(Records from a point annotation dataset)
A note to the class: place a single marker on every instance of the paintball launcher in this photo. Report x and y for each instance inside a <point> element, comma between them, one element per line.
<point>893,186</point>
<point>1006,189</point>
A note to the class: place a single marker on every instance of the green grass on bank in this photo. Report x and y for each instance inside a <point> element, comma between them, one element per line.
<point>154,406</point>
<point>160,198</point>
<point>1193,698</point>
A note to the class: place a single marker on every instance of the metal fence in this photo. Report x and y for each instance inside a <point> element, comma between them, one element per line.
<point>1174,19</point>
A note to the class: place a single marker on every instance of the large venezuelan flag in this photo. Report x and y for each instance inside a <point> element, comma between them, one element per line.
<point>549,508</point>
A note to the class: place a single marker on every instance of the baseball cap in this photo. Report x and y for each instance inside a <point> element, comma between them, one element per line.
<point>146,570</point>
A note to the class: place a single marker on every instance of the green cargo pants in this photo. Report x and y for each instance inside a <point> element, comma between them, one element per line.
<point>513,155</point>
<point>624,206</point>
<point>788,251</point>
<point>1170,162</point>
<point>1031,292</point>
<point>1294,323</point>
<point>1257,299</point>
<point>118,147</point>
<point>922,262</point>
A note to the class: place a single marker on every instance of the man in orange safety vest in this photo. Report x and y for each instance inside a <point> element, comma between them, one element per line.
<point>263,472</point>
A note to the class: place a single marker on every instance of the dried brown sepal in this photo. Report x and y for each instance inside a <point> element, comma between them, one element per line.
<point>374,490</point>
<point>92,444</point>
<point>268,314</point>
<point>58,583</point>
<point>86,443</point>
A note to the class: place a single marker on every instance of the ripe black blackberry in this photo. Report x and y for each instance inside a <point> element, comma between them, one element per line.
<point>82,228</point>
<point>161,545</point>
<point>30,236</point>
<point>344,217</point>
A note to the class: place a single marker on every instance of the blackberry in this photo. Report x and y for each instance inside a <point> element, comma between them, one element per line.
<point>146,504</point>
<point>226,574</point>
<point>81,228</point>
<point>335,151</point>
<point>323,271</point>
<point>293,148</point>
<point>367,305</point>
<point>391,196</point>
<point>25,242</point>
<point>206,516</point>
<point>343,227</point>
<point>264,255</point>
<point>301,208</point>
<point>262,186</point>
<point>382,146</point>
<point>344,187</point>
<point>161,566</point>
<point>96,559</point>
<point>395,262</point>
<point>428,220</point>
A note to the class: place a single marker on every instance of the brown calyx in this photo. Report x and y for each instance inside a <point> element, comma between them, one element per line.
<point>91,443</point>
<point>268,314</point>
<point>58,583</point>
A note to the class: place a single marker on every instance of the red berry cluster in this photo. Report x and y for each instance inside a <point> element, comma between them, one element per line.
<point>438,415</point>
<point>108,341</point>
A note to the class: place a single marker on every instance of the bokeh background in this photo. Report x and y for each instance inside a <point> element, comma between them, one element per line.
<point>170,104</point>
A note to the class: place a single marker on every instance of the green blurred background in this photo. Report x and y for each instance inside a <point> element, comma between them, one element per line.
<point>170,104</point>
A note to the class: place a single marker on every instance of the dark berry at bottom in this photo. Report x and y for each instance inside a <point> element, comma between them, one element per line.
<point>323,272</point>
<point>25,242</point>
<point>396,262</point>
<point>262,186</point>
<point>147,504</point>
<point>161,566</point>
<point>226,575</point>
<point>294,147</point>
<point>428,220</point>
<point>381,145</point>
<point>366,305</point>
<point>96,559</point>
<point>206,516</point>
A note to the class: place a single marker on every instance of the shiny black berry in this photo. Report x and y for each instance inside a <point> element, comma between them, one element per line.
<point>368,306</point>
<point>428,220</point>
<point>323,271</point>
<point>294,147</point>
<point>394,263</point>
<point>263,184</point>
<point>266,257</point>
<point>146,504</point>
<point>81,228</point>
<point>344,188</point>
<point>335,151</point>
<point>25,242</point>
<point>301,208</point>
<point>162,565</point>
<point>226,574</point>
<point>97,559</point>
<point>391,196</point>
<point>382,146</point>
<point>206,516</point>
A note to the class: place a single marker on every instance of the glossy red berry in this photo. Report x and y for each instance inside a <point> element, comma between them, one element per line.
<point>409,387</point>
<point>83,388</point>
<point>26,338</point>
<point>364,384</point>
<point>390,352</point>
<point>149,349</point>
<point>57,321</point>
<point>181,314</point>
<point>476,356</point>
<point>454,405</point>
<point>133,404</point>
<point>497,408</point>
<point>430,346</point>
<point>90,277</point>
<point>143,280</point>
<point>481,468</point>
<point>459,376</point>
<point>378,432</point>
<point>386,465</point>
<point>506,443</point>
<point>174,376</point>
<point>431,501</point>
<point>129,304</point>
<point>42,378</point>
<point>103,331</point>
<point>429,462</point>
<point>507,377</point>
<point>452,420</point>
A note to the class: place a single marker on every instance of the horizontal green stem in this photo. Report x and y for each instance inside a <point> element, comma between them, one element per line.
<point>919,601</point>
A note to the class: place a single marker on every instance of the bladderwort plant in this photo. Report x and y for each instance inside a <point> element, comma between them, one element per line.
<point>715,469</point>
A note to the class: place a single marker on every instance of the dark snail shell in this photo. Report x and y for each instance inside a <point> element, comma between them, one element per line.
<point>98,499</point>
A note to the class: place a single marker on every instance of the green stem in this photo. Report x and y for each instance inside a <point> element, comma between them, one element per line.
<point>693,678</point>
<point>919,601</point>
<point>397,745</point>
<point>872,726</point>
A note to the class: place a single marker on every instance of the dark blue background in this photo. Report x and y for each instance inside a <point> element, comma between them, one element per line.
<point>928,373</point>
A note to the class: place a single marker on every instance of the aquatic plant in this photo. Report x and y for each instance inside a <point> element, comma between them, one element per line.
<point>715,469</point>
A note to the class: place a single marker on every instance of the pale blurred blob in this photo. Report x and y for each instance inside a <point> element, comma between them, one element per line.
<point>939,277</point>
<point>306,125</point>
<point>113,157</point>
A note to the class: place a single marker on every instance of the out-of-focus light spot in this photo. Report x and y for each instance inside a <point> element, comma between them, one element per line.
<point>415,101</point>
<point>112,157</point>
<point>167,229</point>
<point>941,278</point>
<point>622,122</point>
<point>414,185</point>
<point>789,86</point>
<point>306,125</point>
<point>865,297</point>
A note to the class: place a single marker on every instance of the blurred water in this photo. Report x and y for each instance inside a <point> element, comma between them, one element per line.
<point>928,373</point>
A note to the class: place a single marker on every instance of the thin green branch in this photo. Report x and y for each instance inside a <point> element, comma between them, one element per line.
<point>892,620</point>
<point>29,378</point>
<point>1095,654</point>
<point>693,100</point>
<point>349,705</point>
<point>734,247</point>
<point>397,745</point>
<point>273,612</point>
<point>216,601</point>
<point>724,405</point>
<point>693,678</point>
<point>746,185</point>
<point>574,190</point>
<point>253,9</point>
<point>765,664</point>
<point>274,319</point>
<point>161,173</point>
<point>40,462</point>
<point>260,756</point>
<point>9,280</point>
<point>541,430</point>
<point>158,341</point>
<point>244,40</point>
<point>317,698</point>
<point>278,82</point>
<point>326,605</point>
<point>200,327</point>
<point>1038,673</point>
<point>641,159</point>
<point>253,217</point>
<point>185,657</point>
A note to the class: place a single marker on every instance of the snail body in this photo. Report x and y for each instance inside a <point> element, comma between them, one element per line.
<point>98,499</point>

Problem to solve — Can you copy out the entire listing above word for word, without changing anything?

Exercise output —
A note to the class: place a single marker on every instance of the paintball launcher in this photo. Report x and y for each instance inside a <point> element, comma between them, one element per line.
<point>893,186</point>
<point>1006,189</point>
A note to the class: place a single marker on every instance of the green grass on bank in this photo. Report x and y for each instance inside a <point> element, comma between them, one element per line.
<point>154,406</point>
<point>160,198</point>
<point>1193,698</point>
A note to the class: place a single marker on every instance of the metal fence in this photo. Report x and y for each instance inside a <point> element, comma between them, one element per line.
<point>1174,19</point>
A note to the class: place a single marker on every instance of the large venezuelan flag in this photo. Report x and y for each instance inside a <point> element, comma between them, one element per line.
<point>549,508</point>
A note to the class: place a single marker on every instance of the baseball cap in this photo. Report x and y for each instance inside a <point> element, comma between them, one element per line.
<point>146,570</point>
A note to the class: place a single marker on every instance of the green cargo pants in this photo. Report x and y for each instance inside a <point> element, comma between them, one element per line.
<point>513,155</point>
<point>624,206</point>
<point>788,251</point>
<point>1170,162</point>
<point>1031,292</point>
<point>1294,323</point>
<point>1257,299</point>
<point>118,147</point>
<point>922,262</point>
A note to the class: place a single marker on every instance of the man in orange safety vest in this photo. Report x and y for each instance inside a <point> element, comma between them, one element per line.
<point>263,472</point>
A note to the class: place a single marker on every instance of the dried brown sepal in this photo. Report x and y for each instance inside a <point> element, comma between them, one element per line.
<point>374,490</point>
<point>92,444</point>
<point>268,314</point>
<point>58,583</point>
<point>86,443</point>
A note to the class: place a single marker on every instance of the ripe black blackberry in this photo. Report x and y for each instance inside a <point> element, comma between them, one element per line.
<point>82,228</point>
<point>161,545</point>
<point>30,236</point>
<point>344,217</point>
A note to the class: place a single marker on every instance of the blackberry in this photo. Report x and y for each instance inside a <point> element, comma between them, one element per line.
<point>146,504</point>
<point>226,574</point>
<point>81,228</point>
<point>335,151</point>
<point>323,271</point>
<point>293,148</point>
<point>367,305</point>
<point>391,196</point>
<point>25,242</point>
<point>206,516</point>
<point>343,227</point>
<point>264,255</point>
<point>301,208</point>
<point>262,186</point>
<point>382,146</point>
<point>344,187</point>
<point>161,566</point>
<point>96,559</point>
<point>395,262</point>
<point>428,220</point>
A note to the class: place a single marker on every instance of the brown calyx in this photo. Report x and y for each instance inside a <point> element, comma between them, one element per line.
<point>91,443</point>
<point>268,314</point>
<point>58,583</point>
A note to the class: place a single marker on every instance of the red berry cluster in this photo. Report x and y for each instance inside a <point> element, comma between them, one element per line.
<point>438,415</point>
<point>108,341</point>
A note to the class: place a single marker on every instance of the bokeh background in this photo. Report x and y for each instance inside a <point> element, comma between them, one element per line.
<point>170,104</point>
A note to the class: place a single marker on every instance of the green blurred background in this photo. Report x and y for each instance inside a <point> element, comma between them, one element per line.
<point>170,104</point>
A note to the class: place a single marker on every instance of the dark berry at bottom in this photo. Report x and y for each instance inside a <point> element, comma between them, one element per line.
<point>323,272</point>
<point>25,242</point>
<point>396,262</point>
<point>262,186</point>
<point>147,504</point>
<point>161,566</point>
<point>226,575</point>
<point>294,147</point>
<point>428,220</point>
<point>381,145</point>
<point>366,305</point>
<point>96,559</point>
<point>206,516</point>
A note to the class: place a single marker on every instance of the shiny black berry in this photo. Report x and y for each instance inside a <point> element, comma between them, one element per line.
<point>368,306</point>
<point>428,220</point>
<point>323,271</point>
<point>294,147</point>
<point>394,263</point>
<point>263,184</point>
<point>266,257</point>
<point>146,504</point>
<point>81,228</point>
<point>344,188</point>
<point>335,151</point>
<point>25,242</point>
<point>301,208</point>
<point>162,565</point>
<point>226,574</point>
<point>97,559</point>
<point>391,196</point>
<point>382,146</point>
<point>206,516</point>
A note to the class: place a single marker on every instance of the glossy red berry in this photo. Report x and y for each instance inside a <point> element, comma between them, one element per line.
<point>409,387</point>
<point>83,388</point>
<point>26,338</point>
<point>364,384</point>
<point>390,352</point>
<point>149,349</point>
<point>57,321</point>
<point>181,314</point>
<point>476,356</point>
<point>454,405</point>
<point>133,404</point>
<point>497,408</point>
<point>430,346</point>
<point>90,277</point>
<point>143,280</point>
<point>481,468</point>
<point>459,376</point>
<point>378,432</point>
<point>386,465</point>
<point>506,443</point>
<point>174,376</point>
<point>431,501</point>
<point>129,304</point>
<point>42,378</point>
<point>103,331</point>
<point>429,462</point>
<point>507,377</point>
<point>452,420</point>
A note to the class: place a single marker on every instance of the horizontal green stem in this photo. Report x and y for each instance inside a <point> element, comma between them, one element per line.
<point>919,601</point>
A note to the class: place a single marker on every instance of the bladderwort plant in this photo. Report x and y for each instance inside a <point> element, comma between them, one element per line.
<point>715,469</point>
A note to the class: place a single marker on every instance of the dark snail shell in this photo. Report x and y for each instance inside a <point> element, comma between them, one element per line.
<point>98,499</point>
A note to the class: place a single marker on every instance of the green stem in this photo. Report x and y for each instance inside a <point> element, comma between them, one element per line.
<point>693,678</point>
<point>919,601</point>
<point>397,745</point>
<point>872,726</point>
A note to the class: place a single marker on every instance of the dark blue background in this photo. Report x and y for each instance inside a <point> element, comma between them, one element per line.
<point>928,373</point>
A note to the class: place a single marker on every instance of the aquatic plant in this photo. Report x and y for each instance inside a <point> element, comma between them, one element per line.
<point>715,469</point>
A note to the class: place a single marker on every instance of the pale blurred blob in this photo. Report x and y for each instance inside a <point> element, comma between them, one element per line.
<point>939,277</point>
<point>306,125</point>
<point>113,157</point>
A note to the class: place a single marker on every instance of the out-of-focus light spot in this photo. Report x and y for each instance inside a <point> element, comma between them, one element per line.
<point>415,101</point>
<point>112,157</point>
<point>167,229</point>
<point>941,278</point>
<point>622,122</point>
<point>414,185</point>
<point>789,86</point>
<point>306,125</point>
<point>865,297</point>
A note to the class: place a single marker on every instance of the blurred water in this photo. Report x and y for each instance inside a <point> element, comma between them, one element per line.
<point>928,373</point>
A note to the class: place a single marker on every instance of the thin green branch in this photo. Report x and y for each instance inside a <point> element, comma between them, one element per line.
<point>892,620</point>
<point>29,378</point>
<point>1095,654</point>
<point>693,100</point>
<point>349,705</point>
<point>734,247</point>
<point>397,745</point>
<point>273,612</point>
<point>216,601</point>
<point>724,405</point>
<point>693,678</point>
<point>746,185</point>
<point>574,190</point>
<point>253,9</point>
<point>765,664</point>
<point>274,319</point>
<point>161,173</point>
<point>40,462</point>
<point>260,756</point>
<point>9,280</point>
<point>541,430</point>
<point>158,341</point>
<point>244,40</point>
<point>317,698</point>
<point>278,82</point>
<point>326,605</point>
<point>200,327</point>
<point>1038,673</point>
<point>641,159</point>
<point>253,217</point>
<point>185,657</point>
A note to the class: place a single marker on every instance of the snail body in this photo. Report x and y for each instance inside a <point> element, comma between them, one element per line.
<point>98,499</point>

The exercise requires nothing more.